▸ RECORDS SHOWN
◆ ◆ ◆ ◆
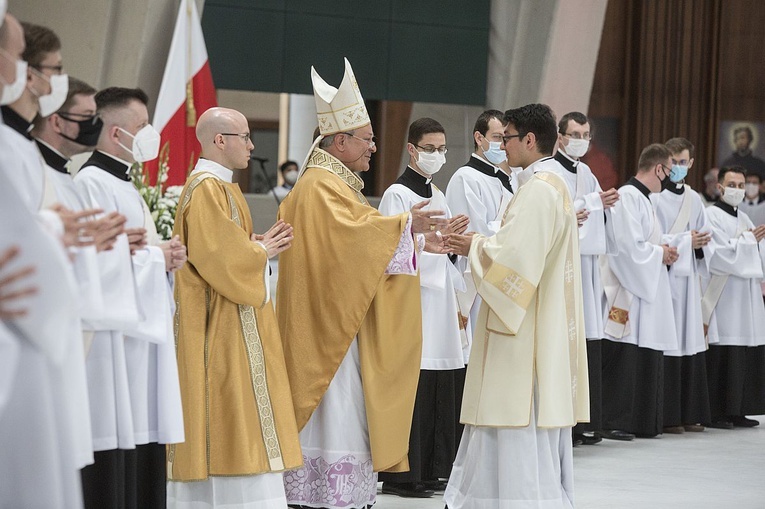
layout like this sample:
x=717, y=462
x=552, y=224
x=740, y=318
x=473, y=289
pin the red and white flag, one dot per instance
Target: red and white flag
◆ ◆ ◆ ◆
Rewrite every line of the listing above as a numbered list, skipping blank lines. Leave the pictures out of your answer.

1. layout like this sample:
2. x=717, y=462
3. x=552, y=224
4. x=740, y=318
5. x=473, y=289
6. pin the red and white flag, one dot per instance
7. Target: red and white flag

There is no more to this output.